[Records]

────────────────────────────────────────

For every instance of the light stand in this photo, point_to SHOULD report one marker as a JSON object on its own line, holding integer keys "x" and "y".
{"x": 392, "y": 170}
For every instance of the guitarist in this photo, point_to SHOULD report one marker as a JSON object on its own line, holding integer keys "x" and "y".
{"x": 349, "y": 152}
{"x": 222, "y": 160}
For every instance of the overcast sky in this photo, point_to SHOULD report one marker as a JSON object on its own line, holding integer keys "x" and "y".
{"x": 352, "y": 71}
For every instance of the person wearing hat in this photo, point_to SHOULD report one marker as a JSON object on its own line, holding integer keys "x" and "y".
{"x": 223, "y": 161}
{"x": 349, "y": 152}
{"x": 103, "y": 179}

────────────────────────────────────────

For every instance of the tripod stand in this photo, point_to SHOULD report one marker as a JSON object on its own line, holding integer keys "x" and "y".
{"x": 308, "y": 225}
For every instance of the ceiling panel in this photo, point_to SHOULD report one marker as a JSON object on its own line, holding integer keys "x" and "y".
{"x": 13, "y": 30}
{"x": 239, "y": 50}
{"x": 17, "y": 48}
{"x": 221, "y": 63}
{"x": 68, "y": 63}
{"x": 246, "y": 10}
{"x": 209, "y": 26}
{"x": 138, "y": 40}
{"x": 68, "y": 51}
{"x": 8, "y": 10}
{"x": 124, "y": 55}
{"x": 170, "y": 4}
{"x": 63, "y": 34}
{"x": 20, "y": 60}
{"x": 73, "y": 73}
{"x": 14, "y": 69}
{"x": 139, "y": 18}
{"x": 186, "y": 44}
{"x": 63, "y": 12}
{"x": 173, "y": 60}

────────────────────────────────────────

[Exercise objective]
Report each line in the records above that contains the word "SHOULD", copying every such line in full.

[Reply]
For every instance of the light stand in this photo, point_to SHOULD report one marker as a JSON object on its own line, holding integer keys "x" and "y".
For every instance of the guitarist in this photo, point_to SHOULD report one marker as a JSON object on its own line, holding integer keys "x" and "y".
For every instance of the overcast sky in this photo, point_to SHOULD report one marker as a JSON object on its own line, holding integer keys "x" and "y".
For every instance of the person wearing hat in this photo, point_to SHOULD report one marker as a JSON object on its own line, holding integer keys "x" and "y".
For every instance of the tripod stand in this photo, point_to SHOULD report one marker as a JSON object on its own line, holding integer keys "x" and "y".
For every instance of the ceiling panel in this photo, point_to SHOULD report one marker as a JSON object on its own line, holding integer keys "x" and "y".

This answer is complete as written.